• **What the task requires**
Return every line below exactly.

[Referring expression data]
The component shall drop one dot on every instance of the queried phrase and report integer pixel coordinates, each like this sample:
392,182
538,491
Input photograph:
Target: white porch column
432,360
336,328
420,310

• **Output of the exercise**
The component shall drop one dot on every instance of the queried phrase and report integer pixel coordinates, each like this sample:
392,182
538,491
Input photograph:
Target: white porch column
432,360
336,328
420,310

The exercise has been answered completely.